→ **Task directions**
Print the line that contains "Can you see the black boot?" and every line after it through the last line of the records below, exactly as written and nothing else.

→ **Materials provided**
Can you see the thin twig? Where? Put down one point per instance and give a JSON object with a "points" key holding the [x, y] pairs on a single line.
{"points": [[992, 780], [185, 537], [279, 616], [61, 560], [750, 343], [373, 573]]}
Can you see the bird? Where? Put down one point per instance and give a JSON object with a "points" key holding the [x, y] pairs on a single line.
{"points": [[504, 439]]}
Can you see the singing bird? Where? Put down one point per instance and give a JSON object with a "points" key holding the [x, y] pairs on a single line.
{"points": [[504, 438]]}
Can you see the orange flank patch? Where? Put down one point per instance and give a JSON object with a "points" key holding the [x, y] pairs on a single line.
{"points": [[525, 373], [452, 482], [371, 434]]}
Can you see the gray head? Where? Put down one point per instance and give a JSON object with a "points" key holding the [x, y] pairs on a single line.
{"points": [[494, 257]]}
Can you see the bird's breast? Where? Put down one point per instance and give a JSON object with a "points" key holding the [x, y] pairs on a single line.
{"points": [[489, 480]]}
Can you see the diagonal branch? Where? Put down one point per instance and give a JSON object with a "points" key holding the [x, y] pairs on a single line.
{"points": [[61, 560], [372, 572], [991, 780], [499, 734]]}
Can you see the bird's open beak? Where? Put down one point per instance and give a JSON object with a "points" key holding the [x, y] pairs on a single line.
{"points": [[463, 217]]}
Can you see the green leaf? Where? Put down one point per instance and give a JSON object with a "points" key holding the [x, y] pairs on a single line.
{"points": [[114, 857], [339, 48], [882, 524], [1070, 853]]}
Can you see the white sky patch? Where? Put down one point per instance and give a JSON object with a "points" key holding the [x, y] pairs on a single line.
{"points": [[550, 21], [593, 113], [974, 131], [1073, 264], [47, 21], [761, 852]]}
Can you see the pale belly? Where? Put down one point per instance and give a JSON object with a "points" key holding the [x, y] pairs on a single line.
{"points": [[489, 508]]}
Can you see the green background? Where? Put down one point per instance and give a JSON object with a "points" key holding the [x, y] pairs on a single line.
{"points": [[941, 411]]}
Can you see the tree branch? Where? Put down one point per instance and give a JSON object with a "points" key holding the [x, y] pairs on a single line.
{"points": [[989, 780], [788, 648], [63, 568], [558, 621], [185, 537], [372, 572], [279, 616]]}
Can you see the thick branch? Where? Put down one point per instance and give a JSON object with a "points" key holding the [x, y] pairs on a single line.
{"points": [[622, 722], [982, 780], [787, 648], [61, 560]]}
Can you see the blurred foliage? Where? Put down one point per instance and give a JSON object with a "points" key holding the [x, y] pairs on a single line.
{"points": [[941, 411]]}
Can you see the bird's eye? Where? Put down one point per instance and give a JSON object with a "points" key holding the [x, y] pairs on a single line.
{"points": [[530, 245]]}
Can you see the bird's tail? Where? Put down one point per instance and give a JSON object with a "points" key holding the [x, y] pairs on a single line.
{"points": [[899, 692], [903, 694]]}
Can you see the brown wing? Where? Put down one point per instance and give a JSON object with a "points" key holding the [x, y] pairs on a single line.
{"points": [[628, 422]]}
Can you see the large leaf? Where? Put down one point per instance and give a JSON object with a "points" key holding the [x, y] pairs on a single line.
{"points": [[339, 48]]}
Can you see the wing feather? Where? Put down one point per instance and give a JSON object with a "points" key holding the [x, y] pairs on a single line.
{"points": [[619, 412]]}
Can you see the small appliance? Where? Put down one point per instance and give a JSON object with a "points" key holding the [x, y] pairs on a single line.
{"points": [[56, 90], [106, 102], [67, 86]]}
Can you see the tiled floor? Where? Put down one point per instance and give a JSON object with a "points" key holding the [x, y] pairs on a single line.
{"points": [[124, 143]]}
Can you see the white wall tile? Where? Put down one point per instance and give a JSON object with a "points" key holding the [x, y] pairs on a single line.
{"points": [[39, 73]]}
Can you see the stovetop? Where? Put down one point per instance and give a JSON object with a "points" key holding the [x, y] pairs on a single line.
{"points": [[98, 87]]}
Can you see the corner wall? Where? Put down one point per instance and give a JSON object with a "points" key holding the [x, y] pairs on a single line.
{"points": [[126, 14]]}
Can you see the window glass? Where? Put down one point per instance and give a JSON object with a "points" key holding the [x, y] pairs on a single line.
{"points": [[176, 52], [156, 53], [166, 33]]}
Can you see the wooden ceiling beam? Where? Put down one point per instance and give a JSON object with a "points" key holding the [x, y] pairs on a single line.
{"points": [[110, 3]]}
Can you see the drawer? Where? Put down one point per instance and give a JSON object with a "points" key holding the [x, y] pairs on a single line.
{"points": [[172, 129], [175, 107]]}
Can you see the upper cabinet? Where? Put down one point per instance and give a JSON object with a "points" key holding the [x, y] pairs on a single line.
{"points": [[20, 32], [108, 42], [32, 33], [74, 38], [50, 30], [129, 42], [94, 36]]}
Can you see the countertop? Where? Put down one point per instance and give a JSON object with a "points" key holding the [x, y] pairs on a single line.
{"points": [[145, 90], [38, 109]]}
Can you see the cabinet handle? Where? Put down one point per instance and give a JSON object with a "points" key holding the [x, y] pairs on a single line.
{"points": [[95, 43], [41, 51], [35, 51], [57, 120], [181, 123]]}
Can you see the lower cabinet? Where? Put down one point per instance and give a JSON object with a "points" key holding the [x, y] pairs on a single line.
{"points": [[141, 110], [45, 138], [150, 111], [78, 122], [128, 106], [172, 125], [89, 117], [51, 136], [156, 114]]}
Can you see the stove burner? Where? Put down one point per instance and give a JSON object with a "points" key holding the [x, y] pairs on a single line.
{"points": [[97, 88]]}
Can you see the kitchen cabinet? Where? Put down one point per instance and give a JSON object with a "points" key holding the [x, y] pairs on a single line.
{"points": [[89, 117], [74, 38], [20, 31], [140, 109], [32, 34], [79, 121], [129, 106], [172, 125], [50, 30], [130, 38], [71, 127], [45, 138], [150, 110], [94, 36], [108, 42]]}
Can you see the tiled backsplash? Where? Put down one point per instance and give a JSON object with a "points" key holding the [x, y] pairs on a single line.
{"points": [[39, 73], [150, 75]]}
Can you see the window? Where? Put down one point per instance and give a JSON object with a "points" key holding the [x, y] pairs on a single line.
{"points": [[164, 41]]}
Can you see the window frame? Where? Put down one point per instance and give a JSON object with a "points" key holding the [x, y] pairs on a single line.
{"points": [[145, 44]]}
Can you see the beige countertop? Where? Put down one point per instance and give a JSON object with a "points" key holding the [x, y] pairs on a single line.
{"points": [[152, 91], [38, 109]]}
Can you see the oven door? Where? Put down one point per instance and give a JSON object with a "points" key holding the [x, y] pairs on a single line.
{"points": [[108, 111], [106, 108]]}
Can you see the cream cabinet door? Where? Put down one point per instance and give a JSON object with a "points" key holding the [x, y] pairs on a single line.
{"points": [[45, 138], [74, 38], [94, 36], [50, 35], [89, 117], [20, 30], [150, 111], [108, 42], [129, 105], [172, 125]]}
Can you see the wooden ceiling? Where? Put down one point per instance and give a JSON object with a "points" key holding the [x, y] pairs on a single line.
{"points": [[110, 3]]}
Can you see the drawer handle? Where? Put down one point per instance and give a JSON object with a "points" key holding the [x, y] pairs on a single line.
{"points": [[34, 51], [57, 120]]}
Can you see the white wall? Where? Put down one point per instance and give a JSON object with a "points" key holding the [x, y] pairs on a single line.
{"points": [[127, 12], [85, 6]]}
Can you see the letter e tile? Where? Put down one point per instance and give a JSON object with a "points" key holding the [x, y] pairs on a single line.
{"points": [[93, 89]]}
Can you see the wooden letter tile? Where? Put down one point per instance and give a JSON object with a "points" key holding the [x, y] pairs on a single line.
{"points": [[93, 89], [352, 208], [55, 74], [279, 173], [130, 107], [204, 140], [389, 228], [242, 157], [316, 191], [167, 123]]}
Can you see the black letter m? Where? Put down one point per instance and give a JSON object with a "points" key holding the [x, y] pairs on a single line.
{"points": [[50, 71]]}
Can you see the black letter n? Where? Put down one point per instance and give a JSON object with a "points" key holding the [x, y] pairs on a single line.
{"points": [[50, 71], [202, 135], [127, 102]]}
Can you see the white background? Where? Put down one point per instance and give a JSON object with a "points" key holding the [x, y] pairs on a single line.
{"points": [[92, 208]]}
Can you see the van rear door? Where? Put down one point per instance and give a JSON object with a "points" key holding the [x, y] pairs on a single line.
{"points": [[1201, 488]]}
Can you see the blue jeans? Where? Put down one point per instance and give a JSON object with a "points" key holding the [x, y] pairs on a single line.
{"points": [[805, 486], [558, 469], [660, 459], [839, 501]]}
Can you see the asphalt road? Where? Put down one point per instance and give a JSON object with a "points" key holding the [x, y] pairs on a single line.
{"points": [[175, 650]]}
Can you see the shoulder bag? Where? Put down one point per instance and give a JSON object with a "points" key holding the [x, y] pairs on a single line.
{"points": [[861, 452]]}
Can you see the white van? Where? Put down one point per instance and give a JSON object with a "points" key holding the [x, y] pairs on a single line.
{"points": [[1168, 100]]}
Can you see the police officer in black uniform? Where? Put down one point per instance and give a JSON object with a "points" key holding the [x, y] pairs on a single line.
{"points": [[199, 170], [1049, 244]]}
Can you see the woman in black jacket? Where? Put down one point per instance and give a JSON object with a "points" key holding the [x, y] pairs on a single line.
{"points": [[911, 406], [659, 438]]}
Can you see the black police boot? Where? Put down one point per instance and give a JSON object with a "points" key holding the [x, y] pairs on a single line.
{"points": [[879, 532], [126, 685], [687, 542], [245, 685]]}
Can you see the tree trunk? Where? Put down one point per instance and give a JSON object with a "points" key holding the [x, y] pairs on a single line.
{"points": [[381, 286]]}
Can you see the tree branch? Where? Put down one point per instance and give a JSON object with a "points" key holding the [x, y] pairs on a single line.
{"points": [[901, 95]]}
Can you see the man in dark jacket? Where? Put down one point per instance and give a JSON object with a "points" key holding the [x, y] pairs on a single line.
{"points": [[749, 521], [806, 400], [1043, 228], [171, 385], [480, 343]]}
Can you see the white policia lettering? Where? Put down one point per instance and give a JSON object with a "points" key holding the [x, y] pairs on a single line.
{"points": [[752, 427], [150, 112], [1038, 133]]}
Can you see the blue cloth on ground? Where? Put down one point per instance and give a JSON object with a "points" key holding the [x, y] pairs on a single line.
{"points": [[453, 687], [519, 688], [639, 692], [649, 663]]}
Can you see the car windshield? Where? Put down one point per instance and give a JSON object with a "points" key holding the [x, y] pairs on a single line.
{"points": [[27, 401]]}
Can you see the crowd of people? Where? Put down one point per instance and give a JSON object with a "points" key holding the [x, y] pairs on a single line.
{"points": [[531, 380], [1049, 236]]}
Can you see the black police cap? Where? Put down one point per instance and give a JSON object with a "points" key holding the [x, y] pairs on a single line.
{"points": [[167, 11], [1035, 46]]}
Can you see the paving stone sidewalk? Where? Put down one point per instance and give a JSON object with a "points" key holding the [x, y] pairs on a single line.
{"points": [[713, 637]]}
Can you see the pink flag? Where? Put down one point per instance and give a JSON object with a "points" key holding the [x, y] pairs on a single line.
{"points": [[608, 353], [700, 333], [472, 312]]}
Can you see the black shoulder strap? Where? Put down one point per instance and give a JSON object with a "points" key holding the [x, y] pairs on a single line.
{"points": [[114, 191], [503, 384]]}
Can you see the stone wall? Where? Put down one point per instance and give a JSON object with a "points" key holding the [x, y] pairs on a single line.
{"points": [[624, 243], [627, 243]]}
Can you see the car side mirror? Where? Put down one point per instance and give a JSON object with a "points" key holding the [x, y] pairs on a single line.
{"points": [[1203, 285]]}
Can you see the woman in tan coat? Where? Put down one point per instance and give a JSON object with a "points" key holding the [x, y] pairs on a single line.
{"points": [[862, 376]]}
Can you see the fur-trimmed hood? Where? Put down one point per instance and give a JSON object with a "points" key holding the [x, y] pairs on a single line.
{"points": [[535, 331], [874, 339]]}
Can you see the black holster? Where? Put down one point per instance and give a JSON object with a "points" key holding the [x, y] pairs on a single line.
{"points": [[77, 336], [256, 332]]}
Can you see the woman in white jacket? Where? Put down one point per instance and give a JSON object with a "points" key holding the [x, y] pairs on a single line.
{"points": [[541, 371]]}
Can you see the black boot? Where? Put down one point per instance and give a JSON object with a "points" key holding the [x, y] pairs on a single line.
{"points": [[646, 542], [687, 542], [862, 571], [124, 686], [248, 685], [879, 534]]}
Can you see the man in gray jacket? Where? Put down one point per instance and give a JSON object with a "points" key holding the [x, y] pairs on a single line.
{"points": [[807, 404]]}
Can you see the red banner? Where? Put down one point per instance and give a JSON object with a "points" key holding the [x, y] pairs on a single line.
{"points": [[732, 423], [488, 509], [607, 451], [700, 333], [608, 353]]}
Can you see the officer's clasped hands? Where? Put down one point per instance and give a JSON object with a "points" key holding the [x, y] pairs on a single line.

→ **Exercise result**
Can you see the black boot? Where? Put down one point per instance and give a JSON object with a "points" key holding the [x, y] pairs on a single line.
{"points": [[646, 542], [687, 542], [862, 571], [124, 686], [248, 685], [879, 534]]}
Can you see the man in gray jacket? Where? Put down one point per instance and give a JSON object with a "points" key holding the [x, y] pairs on a single line.
{"points": [[807, 404]]}
Can you see the red banner? Where? Put down one point per instance and give a JSON object with a "points" key holding the [x, y] pairs on a single line.
{"points": [[732, 423], [488, 509], [607, 451], [700, 333], [608, 353]]}
Can you see the officer's clasped hands? Where? Put down one point per instance and give a JSON object with a "points" key holding the [x, y] pairs on a single line.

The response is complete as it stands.